## Text excerpt

Like Jeff Jarvis, I too was in Dubai for the World Economic Forum‘s inaugural Summit on the Global Agenda. Charlie Beckett (whose upsummer is here) and I were in the Future of Media group. So what was our diagnosis of the state of journalism?
Well, here it is. We did talk about censorship and values – but remember what Oscar Wilde said about a camel being a horse designed by a committee:
“We live in an over-connected, under-informed world.”
The revolution in information technology and communications has probably hit no sector harder than the news media itself. No other business has found its role so fundamentally challenged, its value and worth called into question and its organisational and business models threatened to the point of extinction.
The same technology that has allowed people to create and share content has also undercut the media providers that served their communities with information. As blogs and social networks shine a light on new areas of the world, in other places news providers are switching the lights off – shutting down, cutting reporting jobs and coverage.
But throughout that change, the professional, public purposes of journalism – to stimulate, educate and inform public debate, and to call to account – remain vital to the process of improving the state of the world.
Journalism fosters civic engagement. It provides much of the raw material for the public sphere. The question that faces us now is how we pay for that, when good journalism is no longer good business.
“Journalism is vital to help societies develop.”
The challenges facing news media are not just financial. They are also educational, legal and social. The world is not an open book. Much that should be made public remains hidden, or is only discoverable with time and effort.

## Questions
A. In the post on the state of journalism, which group at the summit did the writer and Charlie Beckett belong to?
B. Print the stretch of the post on the state of journalism from "Journalism fosters civic" through "time and effort.".
C. What kinds of challenges facing news media does the post on the state of journalism name? List them all.
The records come from a different source than the post on the state of journalism.

## Entries shown

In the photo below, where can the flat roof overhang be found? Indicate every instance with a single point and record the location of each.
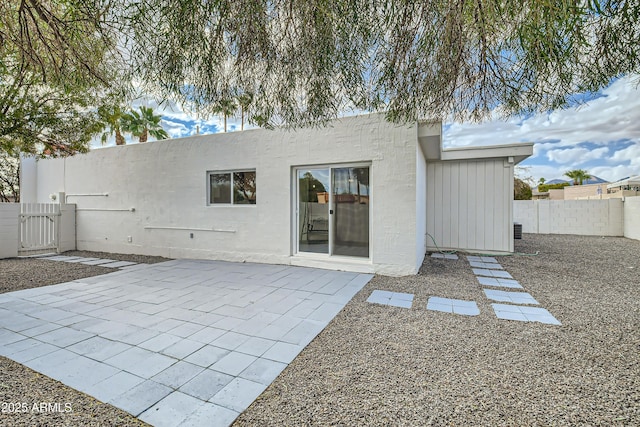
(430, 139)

==

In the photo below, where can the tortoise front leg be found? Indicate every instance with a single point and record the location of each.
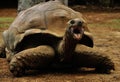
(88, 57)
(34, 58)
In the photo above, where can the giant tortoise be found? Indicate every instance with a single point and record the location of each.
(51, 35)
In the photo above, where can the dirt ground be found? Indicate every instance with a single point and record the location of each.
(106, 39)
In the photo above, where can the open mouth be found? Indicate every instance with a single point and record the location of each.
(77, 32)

## Problem solutions
A. The Future of Media group.

B.
Journalism fosters civic engagement. It provides much of the raw material for the public sphere. The question that faces us now is how we pay for that, when good journalism is no longer good business.
“Journalism is vital to help societies develop.”
The challenges facing news media are not just financial. They are also educational, legal and social. The world is not an open book. Much that should be made public remains hidden, or is only discoverable with time and effort.

C. Financial, educational, legal, social